** START OF PAGE TEXT **

Fitch Ratings has downgraded Thames Water’s holding company Kemble Water Finance Limited's Long-Term Issuer Default Rating (IDR) and senior secured debt rating to 'CCC' from 'B'. The Recovery Rating remains 'RR4'.

Fitch said the downgrade mainly reflects that Kemble will have to engage with syndicated banks to amend and extend (A & e) the £190 million loan due April 2024 under terms that could be viewed as a distressed debt exchange (DDE), under the ratings agency’s criteria.
The downgrade also reflects rising liquidity pressure due to increased regulatory and political scrutiny of the dividend distribution from Thames Water Utilities Ltd (TWUL) to Kemble. Theratings update says there is limited visibility of the liquidity position beyond end-March 2024 (FY24).
Fitch also sees material challenges beyond the next few months, since the equity contributions from shareholders in the five-year price control period ending March 2025 (AMP7) at the TWUL level remain conditional and there is currently limited visibility on regulatory development and further shareholder support in the next five-year price control period ending March 2030 (AMP8). A strong operational turnaround at TWUL would be needed to improve profitability and the prospects for future dividend distribution to Kemble.

** END OF PAGE TEXT **
** START OF LISTED ENTRIES **

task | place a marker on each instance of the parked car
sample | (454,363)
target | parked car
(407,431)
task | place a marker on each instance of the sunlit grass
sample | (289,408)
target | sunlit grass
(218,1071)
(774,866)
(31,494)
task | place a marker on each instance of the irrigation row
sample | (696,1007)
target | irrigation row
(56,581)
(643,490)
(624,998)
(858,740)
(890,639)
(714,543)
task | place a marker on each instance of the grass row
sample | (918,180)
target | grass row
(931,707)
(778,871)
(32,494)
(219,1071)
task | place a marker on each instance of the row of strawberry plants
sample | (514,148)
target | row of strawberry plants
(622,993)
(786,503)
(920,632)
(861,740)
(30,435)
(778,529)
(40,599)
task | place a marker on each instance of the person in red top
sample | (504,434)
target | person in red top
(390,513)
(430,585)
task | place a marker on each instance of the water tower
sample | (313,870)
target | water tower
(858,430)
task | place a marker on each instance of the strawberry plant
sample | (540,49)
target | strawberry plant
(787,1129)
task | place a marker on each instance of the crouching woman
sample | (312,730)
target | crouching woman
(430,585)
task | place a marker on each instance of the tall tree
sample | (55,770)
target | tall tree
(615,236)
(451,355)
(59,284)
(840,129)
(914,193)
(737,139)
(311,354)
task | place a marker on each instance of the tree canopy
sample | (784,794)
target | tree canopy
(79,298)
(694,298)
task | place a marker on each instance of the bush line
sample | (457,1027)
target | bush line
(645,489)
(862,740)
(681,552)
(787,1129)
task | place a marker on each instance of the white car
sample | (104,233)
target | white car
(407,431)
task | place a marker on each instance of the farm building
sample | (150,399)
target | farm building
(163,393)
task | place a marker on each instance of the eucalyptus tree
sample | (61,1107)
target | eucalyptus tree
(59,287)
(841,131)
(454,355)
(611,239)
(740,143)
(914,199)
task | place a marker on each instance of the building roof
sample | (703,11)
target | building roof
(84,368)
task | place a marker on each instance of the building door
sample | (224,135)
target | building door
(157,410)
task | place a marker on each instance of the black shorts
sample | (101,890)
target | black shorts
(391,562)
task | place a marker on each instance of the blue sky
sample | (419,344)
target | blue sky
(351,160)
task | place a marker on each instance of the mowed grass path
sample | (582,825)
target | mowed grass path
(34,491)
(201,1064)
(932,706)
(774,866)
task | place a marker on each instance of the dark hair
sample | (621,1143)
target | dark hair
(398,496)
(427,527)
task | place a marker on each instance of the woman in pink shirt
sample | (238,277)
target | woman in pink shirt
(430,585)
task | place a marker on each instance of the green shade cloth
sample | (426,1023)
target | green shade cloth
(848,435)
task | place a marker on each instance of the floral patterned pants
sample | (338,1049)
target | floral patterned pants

** END OF LISTED ENTRIES **

Answer these questions about the Thames Water downgrade report:
1. What did Fitch downgrade Kemble's Long-Term Issuer Default Rating to, and from what?
2. How large is the loan Kemble must amend and extend, and when is it due?
3. According to Fitch, what would be needed at TWUL to improve profitability and the prospects for future dividends to Kemble?

1. To 'CCC' from 'B'.
2. £190 million, due April 2024.
3. A strong operational turnaround.